**MATERIAL FOR THIS TASK:**
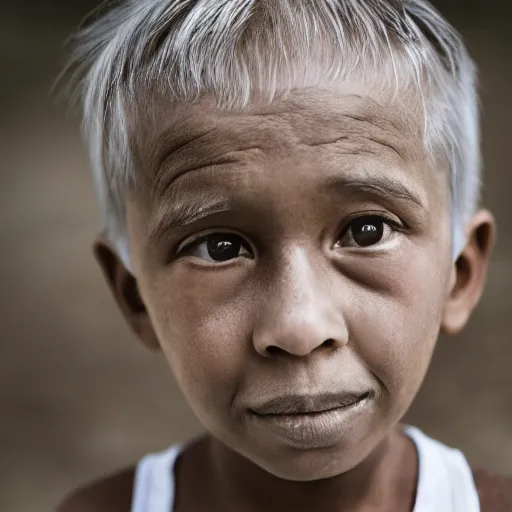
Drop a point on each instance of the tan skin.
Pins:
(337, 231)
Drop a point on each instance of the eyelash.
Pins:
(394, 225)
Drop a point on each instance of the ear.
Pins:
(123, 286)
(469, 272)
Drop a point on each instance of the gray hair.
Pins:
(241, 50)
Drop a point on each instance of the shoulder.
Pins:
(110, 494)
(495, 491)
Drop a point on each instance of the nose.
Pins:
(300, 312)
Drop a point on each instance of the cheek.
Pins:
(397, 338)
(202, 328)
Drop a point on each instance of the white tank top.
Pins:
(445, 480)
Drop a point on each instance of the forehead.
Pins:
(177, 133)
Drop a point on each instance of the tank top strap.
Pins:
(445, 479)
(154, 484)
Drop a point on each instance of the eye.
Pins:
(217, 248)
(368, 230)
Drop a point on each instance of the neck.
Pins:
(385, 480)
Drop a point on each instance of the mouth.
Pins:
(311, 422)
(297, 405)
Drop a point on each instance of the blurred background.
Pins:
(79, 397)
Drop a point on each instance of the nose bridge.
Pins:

---

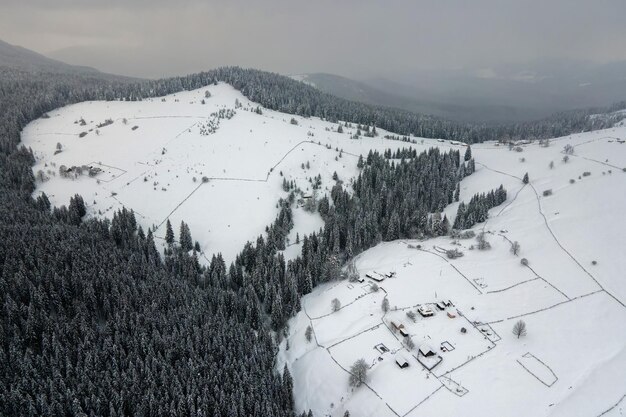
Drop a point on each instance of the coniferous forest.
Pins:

==

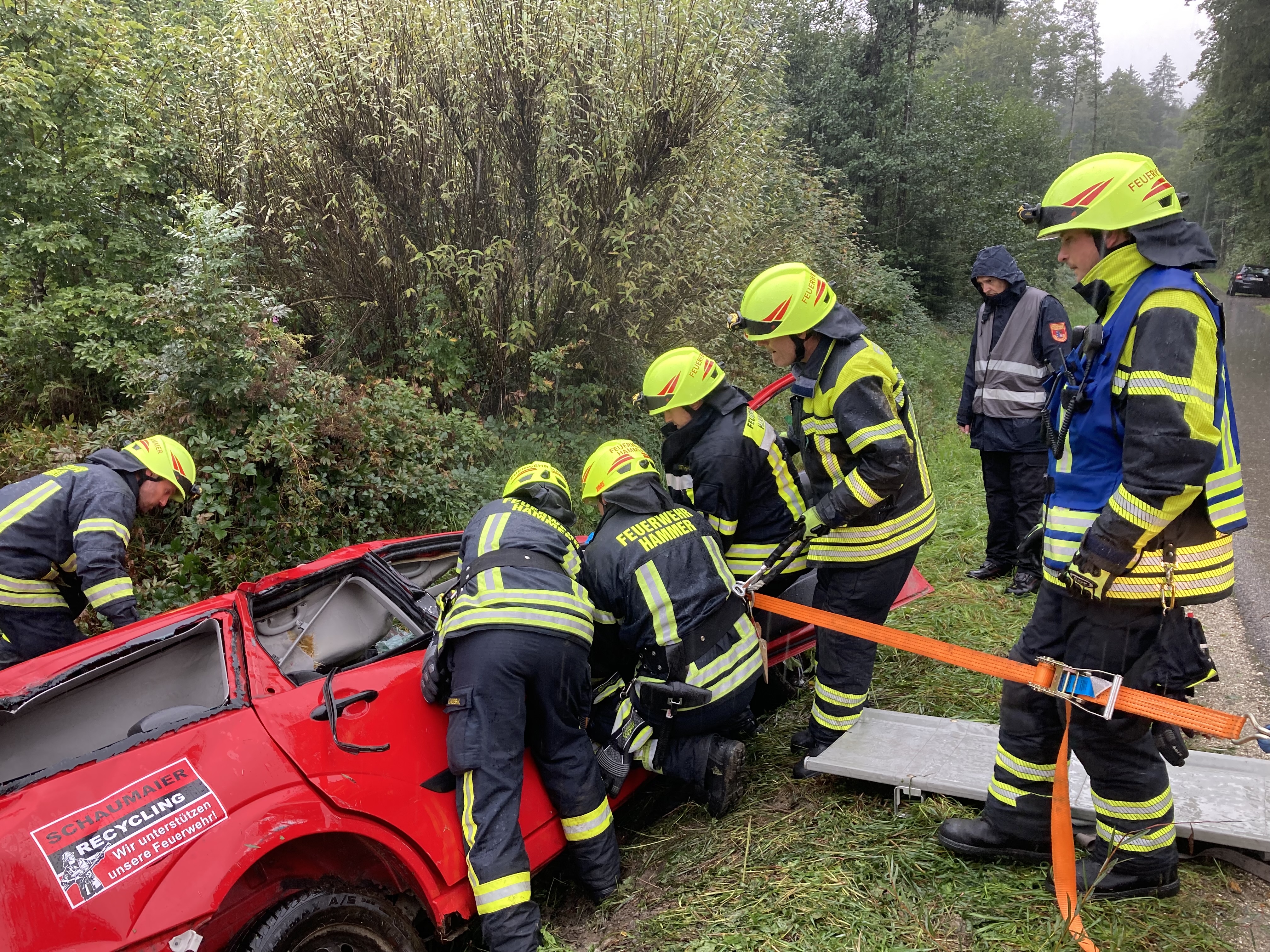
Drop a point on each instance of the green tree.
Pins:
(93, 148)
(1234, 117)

**PROBLEM DESCRIPTION:**
Copy out each line from the entries above that contains the word "nose".

**EXERCISE RESULT:**
Drop a point on each instance of the nose.
Drop a point on each instance of the nose bridge.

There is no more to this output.